#### [TESTO FORNITO]

Non intendo qui soffermarmi in termini storico-filologici sull’importanza documentaria dei manifesti e sulla conseguente necessità di metterli a disposizione dei ricercatori o di ordinarli in insiemi coerenti per un pubblico non specializzato, ma non posso tacere il caso più clamoroso (e più ovvio) in cui la funzione postuma del manifesto assume un’importanza decisiva.
Come non a tutti è noto, l’arte cinematografica è, fra tutte le arti, la più intrinsecamente deperibile (il supporto materiale dei film si degrada più o meno rapidamente, ma inesorabilmente) e, anche per complesse ragioni socio-economiche, la più soggetta a distruzione. E ciò non solo per quanto riguarda il passato (dalle origini agli anni Trenta si calcola che di tutti i film prodotti nel mondo ne resti a malapena il 20%), poiché anche film relativamente recenti, come molti film italiani degli anni Settanta, per esempio, sono andati irrimediabilmente perduti.

#### [DATI FORNITI]
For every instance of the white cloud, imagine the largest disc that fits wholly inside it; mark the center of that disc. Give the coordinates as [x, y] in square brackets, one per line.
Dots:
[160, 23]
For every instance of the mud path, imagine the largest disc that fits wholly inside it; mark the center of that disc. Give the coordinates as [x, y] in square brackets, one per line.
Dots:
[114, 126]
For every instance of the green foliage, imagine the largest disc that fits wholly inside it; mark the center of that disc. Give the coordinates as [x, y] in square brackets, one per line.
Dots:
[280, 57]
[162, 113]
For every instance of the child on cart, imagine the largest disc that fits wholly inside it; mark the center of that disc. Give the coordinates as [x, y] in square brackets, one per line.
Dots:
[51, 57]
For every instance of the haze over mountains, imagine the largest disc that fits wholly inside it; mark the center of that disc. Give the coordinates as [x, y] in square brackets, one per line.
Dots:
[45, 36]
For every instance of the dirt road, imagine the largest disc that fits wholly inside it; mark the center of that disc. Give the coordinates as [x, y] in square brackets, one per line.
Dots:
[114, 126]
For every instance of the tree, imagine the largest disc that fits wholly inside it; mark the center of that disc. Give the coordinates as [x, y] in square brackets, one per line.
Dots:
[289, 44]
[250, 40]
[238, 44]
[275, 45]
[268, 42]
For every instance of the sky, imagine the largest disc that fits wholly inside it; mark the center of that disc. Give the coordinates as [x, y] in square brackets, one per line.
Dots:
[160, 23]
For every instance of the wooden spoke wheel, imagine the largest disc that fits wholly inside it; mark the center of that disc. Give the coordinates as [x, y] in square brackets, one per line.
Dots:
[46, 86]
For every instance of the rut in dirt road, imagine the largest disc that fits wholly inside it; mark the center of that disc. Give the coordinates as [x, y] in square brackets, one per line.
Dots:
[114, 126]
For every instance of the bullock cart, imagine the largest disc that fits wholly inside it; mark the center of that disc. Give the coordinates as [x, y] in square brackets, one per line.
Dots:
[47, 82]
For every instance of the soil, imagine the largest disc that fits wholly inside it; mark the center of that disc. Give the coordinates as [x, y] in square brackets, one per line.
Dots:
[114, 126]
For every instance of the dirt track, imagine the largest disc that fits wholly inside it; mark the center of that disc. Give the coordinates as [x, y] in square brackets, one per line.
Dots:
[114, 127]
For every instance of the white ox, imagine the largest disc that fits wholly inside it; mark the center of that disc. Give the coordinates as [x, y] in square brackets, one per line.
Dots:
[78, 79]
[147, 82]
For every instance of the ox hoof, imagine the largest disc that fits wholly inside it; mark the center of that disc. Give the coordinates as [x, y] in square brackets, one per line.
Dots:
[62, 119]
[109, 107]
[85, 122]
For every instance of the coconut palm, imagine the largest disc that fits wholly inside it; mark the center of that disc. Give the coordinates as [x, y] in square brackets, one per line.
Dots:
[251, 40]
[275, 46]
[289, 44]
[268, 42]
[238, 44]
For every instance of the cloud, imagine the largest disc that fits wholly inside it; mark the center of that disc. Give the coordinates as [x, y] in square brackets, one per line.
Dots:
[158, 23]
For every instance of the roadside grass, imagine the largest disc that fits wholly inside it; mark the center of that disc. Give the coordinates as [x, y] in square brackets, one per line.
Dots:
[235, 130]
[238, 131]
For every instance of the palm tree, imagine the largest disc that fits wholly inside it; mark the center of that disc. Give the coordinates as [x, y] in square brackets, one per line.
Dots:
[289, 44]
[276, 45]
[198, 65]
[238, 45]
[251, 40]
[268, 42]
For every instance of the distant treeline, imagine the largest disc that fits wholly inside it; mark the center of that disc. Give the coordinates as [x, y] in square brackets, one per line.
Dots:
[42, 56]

#### [COMPITI ED ESERCIZI]
1: Elenca, nell'ordine in cui compaiono, tutti gli avverbi in "-mente" presenti nel testo fornito.
2: Riporta parola per parola la parte del testo fornito che va da "Non intendo qui" giù fino a "assume un’importanza decisiva.".

#### [RISPOSTE AGLI ESERCIZI]
1: intrinsecamente, rapidamente, inesorabilmente, relativamente, irrimediabilmente

2:
Non intendo qui soffermarmi in termini storico-filologici sull’importanza documentaria dei manifesti e sulla conseguente necessità di metterli a disposizione dei ricercatori o di ordinarli in insiemi coerenti per un pubblico non specializzato, ma non posso tacere il caso più clamoroso (e più ovvio) in cui la funzione postuma del manifesto assume un’importanza decisiva.